Your instructions: Could you transcribe every record below exactly as written, leaving out any pictures?

[Data listing]
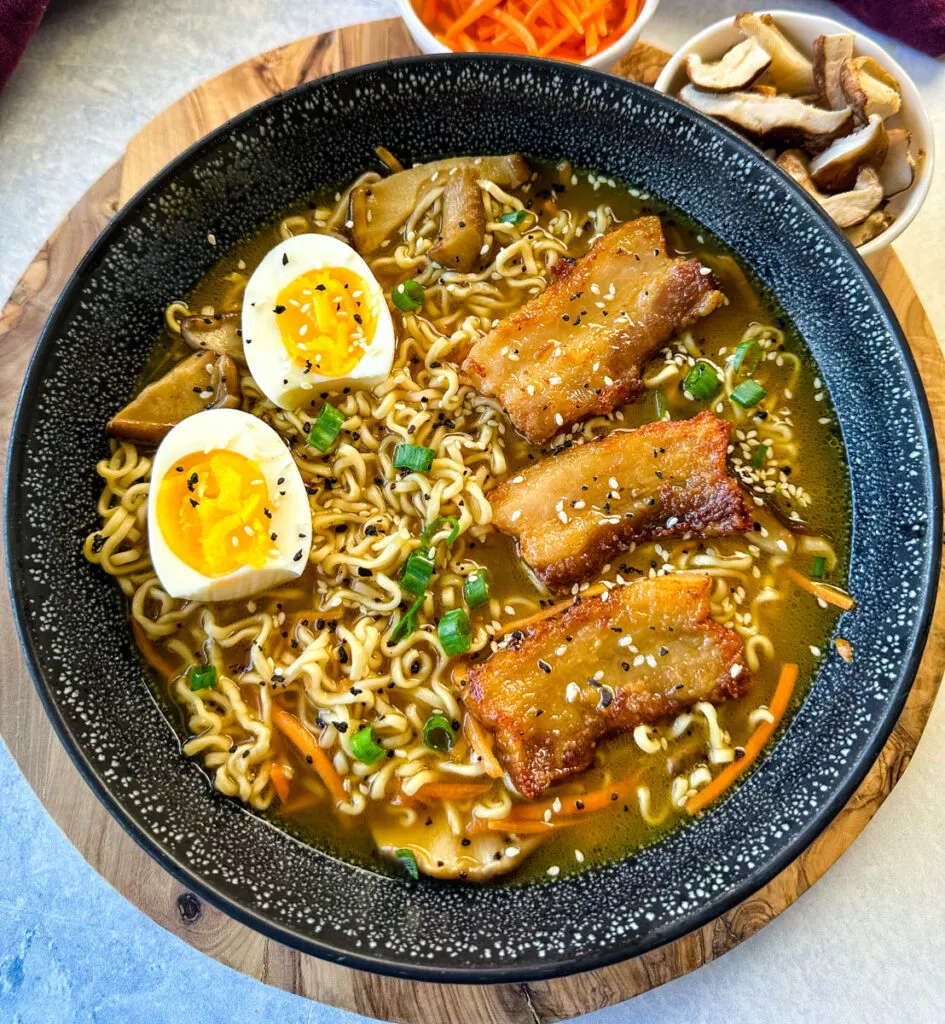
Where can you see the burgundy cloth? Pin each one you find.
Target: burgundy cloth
(18, 19)
(918, 23)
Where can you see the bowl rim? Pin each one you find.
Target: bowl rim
(204, 887)
(918, 190)
(599, 60)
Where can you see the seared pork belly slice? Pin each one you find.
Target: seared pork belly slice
(573, 511)
(634, 655)
(578, 348)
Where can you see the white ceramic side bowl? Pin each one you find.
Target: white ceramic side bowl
(802, 29)
(428, 43)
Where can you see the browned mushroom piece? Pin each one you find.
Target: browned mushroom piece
(773, 120)
(737, 69)
(846, 209)
(379, 209)
(898, 170)
(463, 225)
(789, 69)
(869, 89)
(205, 380)
(835, 169)
(872, 226)
(216, 333)
(829, 53)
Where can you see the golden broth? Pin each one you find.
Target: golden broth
(799, 630)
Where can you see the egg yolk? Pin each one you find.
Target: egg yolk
(213, 512)
(326, 321)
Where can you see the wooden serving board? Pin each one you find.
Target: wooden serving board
(115, 856)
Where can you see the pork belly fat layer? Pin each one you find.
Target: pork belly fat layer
(573, 511)
(641, 653)
(578, 348)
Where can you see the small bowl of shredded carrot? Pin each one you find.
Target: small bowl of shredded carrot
(596, 33)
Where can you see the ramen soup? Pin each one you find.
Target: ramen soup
(481, 519)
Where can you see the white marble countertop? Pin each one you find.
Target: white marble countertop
(867, 943)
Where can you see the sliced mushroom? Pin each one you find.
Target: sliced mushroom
(778, 120)
(737, 70)
(440, 853)
(846, 209)
(872, 226)
(829, 53)
(835, 168)
(463, 227)
(898, 170)
(789, 70)
(202, 381)
(869, 89)
(380, 208)
(218, 333)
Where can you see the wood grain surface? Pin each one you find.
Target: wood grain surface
(118, 859)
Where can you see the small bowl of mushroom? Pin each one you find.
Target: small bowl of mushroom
(830, 108)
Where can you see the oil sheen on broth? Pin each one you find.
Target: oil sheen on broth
(804, 482)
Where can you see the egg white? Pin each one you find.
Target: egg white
(249, 436)
(280, 378)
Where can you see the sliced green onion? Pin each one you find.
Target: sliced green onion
(748, 393)
(417, 571)
(407, 296)
(410, 862)
(202, 677)
(407, 624)
(438, 733)
(323, 433)
(366, 748)
(476, 589)
(702, 381)
(427, 536)
(454, 632)
(414, 457)
(746, 356)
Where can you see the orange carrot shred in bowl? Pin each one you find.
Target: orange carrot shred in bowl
(565, 30)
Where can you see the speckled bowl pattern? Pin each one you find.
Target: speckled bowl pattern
(72, 619)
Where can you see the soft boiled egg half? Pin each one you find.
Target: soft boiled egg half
(227, 512)
(313, 313)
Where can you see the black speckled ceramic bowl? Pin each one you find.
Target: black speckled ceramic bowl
(71, 616)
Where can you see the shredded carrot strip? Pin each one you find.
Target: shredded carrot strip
(513, 25)
(306, 744)
(155, 657)
(552, 609)
(565, 10)
(569, 30)
(753, 748)
(826, 593)
(280, 781)
(473, 13)
(479, 740)
(537, 9)
(450, 791)
(556, 41)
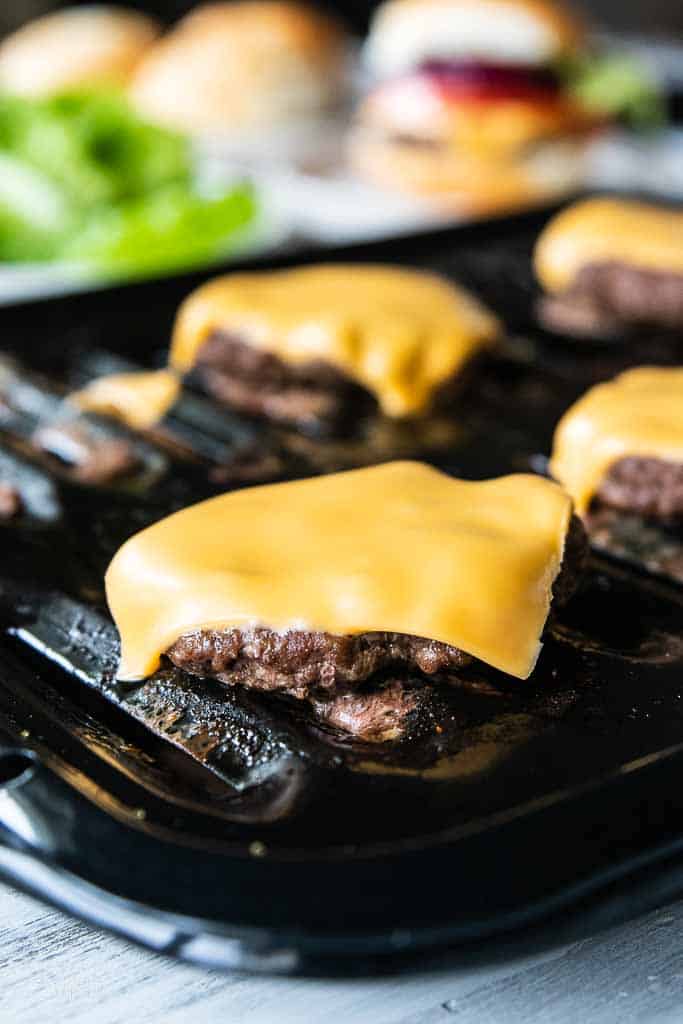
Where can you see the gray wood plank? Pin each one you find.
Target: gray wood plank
(54, 969)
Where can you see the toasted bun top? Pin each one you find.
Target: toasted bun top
(241, 65)
(79, 45)
(404, 33)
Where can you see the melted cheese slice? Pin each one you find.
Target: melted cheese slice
(639, 413)
(140, 399)
(399, 548)
(398, 333)
(600, 230)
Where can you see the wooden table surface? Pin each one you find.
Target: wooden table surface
(57, 970)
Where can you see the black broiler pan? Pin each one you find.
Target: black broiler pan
(233, 828)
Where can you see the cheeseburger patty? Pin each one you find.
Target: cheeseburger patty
(613, 293)
(259, 383)
(317, 666)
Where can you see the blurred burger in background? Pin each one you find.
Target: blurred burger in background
(93, 45)
(480, 104)
(85, 180)
(235, 69)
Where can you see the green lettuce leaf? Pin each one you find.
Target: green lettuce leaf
(619, 86)
(83, 177)
(172, 228)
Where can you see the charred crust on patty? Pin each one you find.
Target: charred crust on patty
(648, 486)
(605, 296)
(322, 668)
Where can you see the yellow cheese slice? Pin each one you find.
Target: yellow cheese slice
(398, 333)
(640, 413)
(600, 230)
(140, 399)
(399, 548)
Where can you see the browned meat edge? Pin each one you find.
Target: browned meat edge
(309, 394)
(259, 383)
(651, 487)
(325, 668)
(603, 296)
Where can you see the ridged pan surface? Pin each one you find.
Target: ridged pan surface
(223, 771)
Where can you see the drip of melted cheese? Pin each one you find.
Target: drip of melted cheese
(398, 333)
(140, 399)
(640, 413)
(399, 548)
(600, 230)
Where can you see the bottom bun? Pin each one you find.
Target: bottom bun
(459, 182)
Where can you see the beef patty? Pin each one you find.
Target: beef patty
(321, 667)
(253, 381)
(647, 486)
(604, 296)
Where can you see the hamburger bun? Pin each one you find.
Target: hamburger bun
(92, 45)
(407, 33)
(235, 68)
(462, 184)
(473, 155)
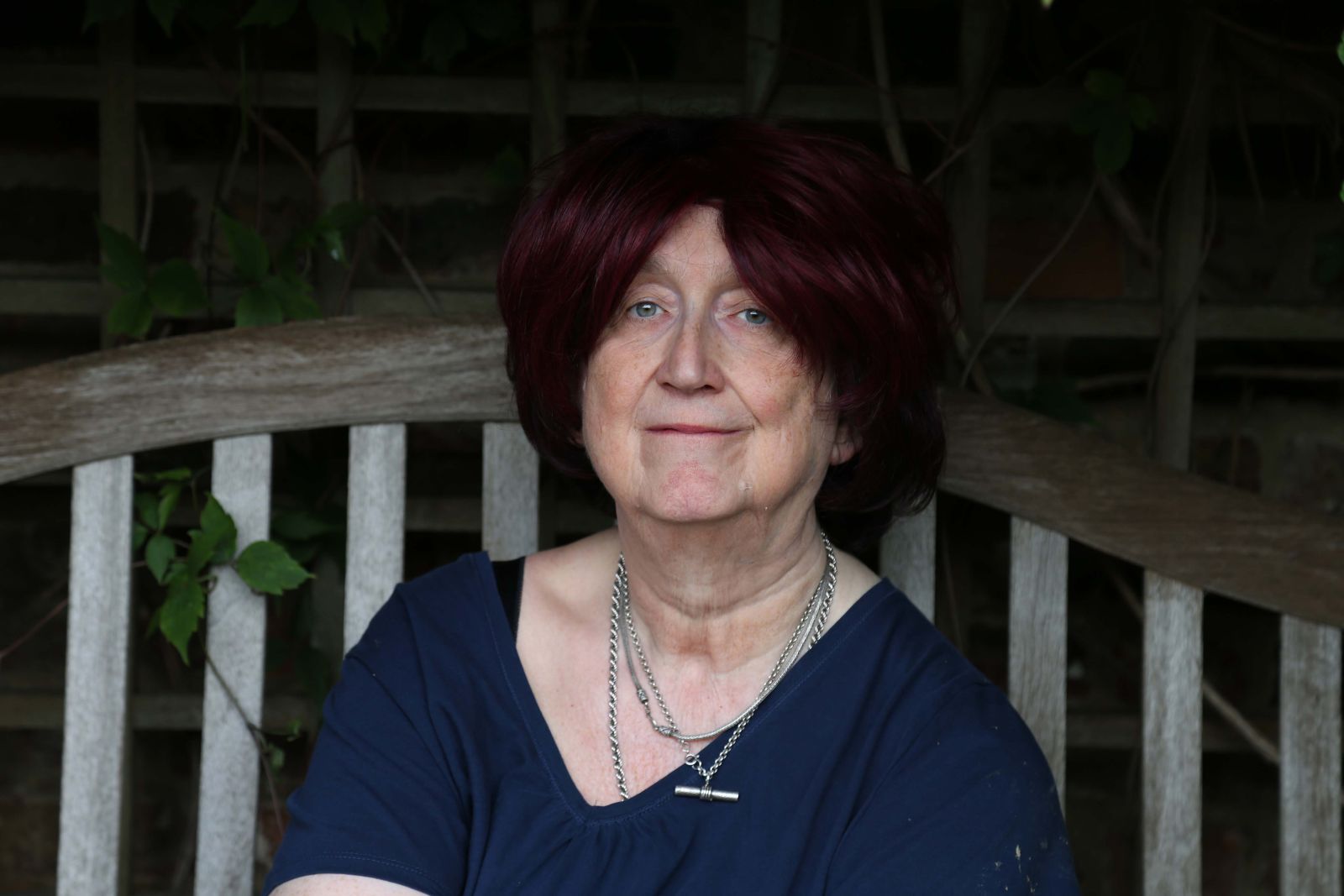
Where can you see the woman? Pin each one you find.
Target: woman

Worked answer:
Where can you see the burgundy cloth? Pin each one you find.
Target: burgundy cloth
(18, 19)
(918, 23)
Where can you see the bowl rim? Pin each one you find.
Target: bowl rim
(204, 887)
(918, 190)
(599, 60)
Where can you see the seared pork belly slice? Pin each one you find.
Target: seared pork belly slice
(573, 511)
(634, 655)
(578, 348)
Where can you see the white ceramic side bowl? Pin each one you find.
Target: white ceramic side bowl
(802, 29)
(428, 43)
Where can you see the browned mushroom piece? Pin each one you find.
Target: browned mushroom piece
(773, 120)
(737, 69)
(846, 209)
(379, 209)
(898, 170)
(463, 225)
(789, 69)
(869, 89)
(205, 380)
(835, 169)
(872, 226)
(216, 333)
(829, 53)
Where can you see the golden broth? Pin each one you find.
Target: golden broth
(799, 630)
Where can you see the egg yolk? Pin each one you find.
Target: egg yolk
(213, 512)
(326, 321)
Where can you see the wooden serving board? Pin each one you find.
Target: wooden serving board
(115, 856)
Where can you see the pork belly fat layer? Pin each one you find.
Target: pork belly fat layer
(573, 511)
(641, 653)
(578, 348)
Where can you see the small bowl of shredded carrot? Pin each one you find.
Target: small bowl of shredded carrot
(596, 33)
Where can you see the ramen soup? Pin each one you find.
Target: ramen soup
(481, 519)
Where can you see the white marble countertop? Pin each one you find.
Target: white marble countertop
(867, 943)
Where can you see the sliced mushroom? Pin each one you find.
Target: sliced mushroom
(778, 120)
(737, 70)
(440, 853)
(846, 209)
(872, 226)
(829, 53)
(835, 168)
(463, 227)
(898, 170)
(789, 70)
(202, 381)
(869, 89)
(380, 208)
(218, 333)
Where can you see the wood grain surface? Pin each one you find.
Target: wood grain surface
(118, 859)
Where can you see the small bowl of mushroom? Pin each one you find.
Target: small bowl of mushroom
(830, 108)
Where can you see the oil sheen on broth? Pin each one you find.
Target: oil sheen on broth
(804, 482)
Where can you see the egg white? Pin each one you find.
Target: egg white
(249, 436)
(280, 378)
Where can you see the sliced green onion? Pin each one you find.
Target: sliced green onion
(748, 393)
(417, 571)
(407, 296)
(410, 862)
(202, 677)
(407, 624)
(438, 733)
(323, 433)
(366, 748)
(476, 589)
(702, 381)
(427, 536)
(454, 632)
(414, 457)
(746, 356)
Where can you see the orange carrot shred in bowl? Pin each one you find.
Target: orange carrot shred in bowl
(565, 30)
Where can you see the speckled bowl pattern? Pin each one you find.
Target: speckled bowl pattern
(72, 619)
Where can you see the soft boiled egg half? Pin each one you find.
Target: soft boiled egg half
(227, 512)
(313, 313)
Where can you see the black speckled ceramic bowl? Pin each one you find.
Target: black speckled ceramic bowl
(71, 616)
Where can you see the shredded carrot strip? Pin each one you find.
Target: shredded carrot strip
(513, 25)
(306, 744)
(155, 657)
(552, 609)
(565, 10)
(569, 30)
(753, 748)
(826, 593)
(280, 781)
(473, 13)
(479, 740)
(537, 9)
(450, 791)
(556, 41)
Where can you see the gray wood plank? Pin each one you find.
Target: gray wood plank
(54, 969)
Where can you see the toasted bun top? Pin each one you find.
Target: toasted bun top
(241, 65)
(79, 45)
(404, 33)
Where can you see the melted cheese slice? Pin each one you find.
Target: melted cheese slice
(639, 413)
(140, 399)
(399, 548)
(398, 333)
(600, 230)
Where can you see the wooden table surface? Pin each one you find.
Target: wooden table surface
(57, 970)
Where can you see the black broiler pan? Pin each one you find.
Target: black broiler pan
(233, 828)
Where can you see the cheeseburger patty? Pin each one you find.
Target: cheeseburger patty
(613, 293)
(259, 383)
(317, 666)
Where can you see the blurred burger in background? Pin each one you find.
Target: blurred burger in background
(93, 45)
(480, 104)
(85, 180)
(235, 69)
Where can you see the green lettuce leaf? Pin each one you find.
Target: green lettuce leaf
(619, 86)
(83, 177)
(172, 228)
Where can you see the charred crust on patty? Pin each one you find.
Target: charred crust on patty
(648, 486)
(605, 296)
(322, 668)
Where can you see the yellow cheese slice? Pin each one you find.
Target: yellow cheese slice
(398, 333)
(640, 413)
(600, 230)
(140, 399)
(399, 548)
Where can you see the browned meat edge? Pin each one you find.
Target: browned meat edge
(309, 394)
(259, 383)
(651, 487)
(325, 668)
(603, 296)
Where can you see the ridged pan surface? Pin each one you find.
Target: ridged pan surface
(223, 771)
Where can you see the drip of melted cheese? Pin each one you find.
Target: drip of melted cheese
(398, 333)
(140, 399)
(640, 413)
(399, 548)
(600, 230)
Where can you see the bottom bun? Pin each one you find.
Target: bottom bun
(459, 182)
Where can you see the beef patty? Pin each one you find.
Target: beef patty
(321, 667)
(253, 381)
(647, 486)
(604, 296)
Where can you see the hamburger bun? Pin each one you find.
Target: hamburger bun
(92, 45)
(407, 33)
(235, 68)
(462, 184)
(473, 155)
Where can you see the woman? Pin each one you find.
Target: woman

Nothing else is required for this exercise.